Point labeling listing
● ● ● ● ●
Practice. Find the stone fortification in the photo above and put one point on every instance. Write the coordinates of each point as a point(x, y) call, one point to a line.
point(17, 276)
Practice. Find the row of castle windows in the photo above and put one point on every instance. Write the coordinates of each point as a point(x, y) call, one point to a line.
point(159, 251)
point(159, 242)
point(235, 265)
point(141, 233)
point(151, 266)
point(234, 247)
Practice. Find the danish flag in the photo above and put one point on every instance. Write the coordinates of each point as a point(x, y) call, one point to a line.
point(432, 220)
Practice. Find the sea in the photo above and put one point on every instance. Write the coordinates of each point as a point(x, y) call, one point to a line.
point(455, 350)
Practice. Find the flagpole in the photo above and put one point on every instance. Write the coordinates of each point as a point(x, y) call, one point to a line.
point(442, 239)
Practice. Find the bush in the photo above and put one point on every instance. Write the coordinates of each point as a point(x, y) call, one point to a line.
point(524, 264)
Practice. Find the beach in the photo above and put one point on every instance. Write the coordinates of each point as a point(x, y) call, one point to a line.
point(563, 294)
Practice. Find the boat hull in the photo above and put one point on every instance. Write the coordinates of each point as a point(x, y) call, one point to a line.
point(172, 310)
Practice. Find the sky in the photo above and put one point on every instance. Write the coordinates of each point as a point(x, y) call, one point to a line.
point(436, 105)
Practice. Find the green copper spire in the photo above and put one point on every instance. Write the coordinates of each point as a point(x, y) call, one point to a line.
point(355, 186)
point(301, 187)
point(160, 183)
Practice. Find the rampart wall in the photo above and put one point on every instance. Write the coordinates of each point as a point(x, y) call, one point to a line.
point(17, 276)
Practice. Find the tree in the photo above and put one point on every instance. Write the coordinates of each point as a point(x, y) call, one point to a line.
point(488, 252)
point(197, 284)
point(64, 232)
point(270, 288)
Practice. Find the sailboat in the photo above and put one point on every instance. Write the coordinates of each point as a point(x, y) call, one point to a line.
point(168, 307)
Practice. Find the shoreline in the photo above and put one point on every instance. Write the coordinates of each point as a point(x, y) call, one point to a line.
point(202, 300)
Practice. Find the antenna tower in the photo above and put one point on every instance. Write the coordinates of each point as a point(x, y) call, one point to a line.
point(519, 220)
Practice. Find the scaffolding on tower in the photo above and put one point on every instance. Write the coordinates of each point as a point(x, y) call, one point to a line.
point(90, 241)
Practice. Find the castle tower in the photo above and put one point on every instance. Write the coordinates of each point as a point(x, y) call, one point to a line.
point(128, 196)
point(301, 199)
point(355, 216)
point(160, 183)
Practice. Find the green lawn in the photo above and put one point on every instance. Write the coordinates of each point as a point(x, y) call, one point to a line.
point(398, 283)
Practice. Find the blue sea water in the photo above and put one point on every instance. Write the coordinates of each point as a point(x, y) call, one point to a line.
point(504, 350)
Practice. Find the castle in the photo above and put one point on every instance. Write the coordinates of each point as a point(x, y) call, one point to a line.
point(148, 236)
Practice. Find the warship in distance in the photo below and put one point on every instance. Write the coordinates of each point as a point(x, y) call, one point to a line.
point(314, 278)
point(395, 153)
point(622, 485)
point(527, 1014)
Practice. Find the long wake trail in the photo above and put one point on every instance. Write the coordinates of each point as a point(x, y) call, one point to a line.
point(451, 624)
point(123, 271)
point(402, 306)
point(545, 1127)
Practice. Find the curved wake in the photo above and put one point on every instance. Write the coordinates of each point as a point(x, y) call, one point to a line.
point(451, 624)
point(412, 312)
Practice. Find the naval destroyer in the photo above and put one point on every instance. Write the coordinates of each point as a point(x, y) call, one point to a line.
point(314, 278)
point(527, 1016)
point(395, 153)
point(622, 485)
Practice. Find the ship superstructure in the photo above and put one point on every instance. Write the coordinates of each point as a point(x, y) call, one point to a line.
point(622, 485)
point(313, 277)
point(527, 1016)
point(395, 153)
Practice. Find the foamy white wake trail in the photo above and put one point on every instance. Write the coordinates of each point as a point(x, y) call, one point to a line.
● ● ● ● ●
CHALLENGE =
Rewrite the stretch of the listing from the line containing "Practice. Find the beach" through the line containing "point(172, 310)" as a two-column CSV with the headers ask and response. Each row should pair a text with the point that answers it, and each field should be quoted, with any line breaks turned into spaces.

FINAL RESULT =
ask,response
"Practice. Find the beach in the photo above and put one point on every instance. Write the coordinates of each point as a point(x, y) call, one point to a line.","point(563, 294)"
"Practice. Find the boat hull in the photo above and put one point on every instance. Write the coordinates of each point as a point(x, y) call, one point to a line.","point(172, 310)"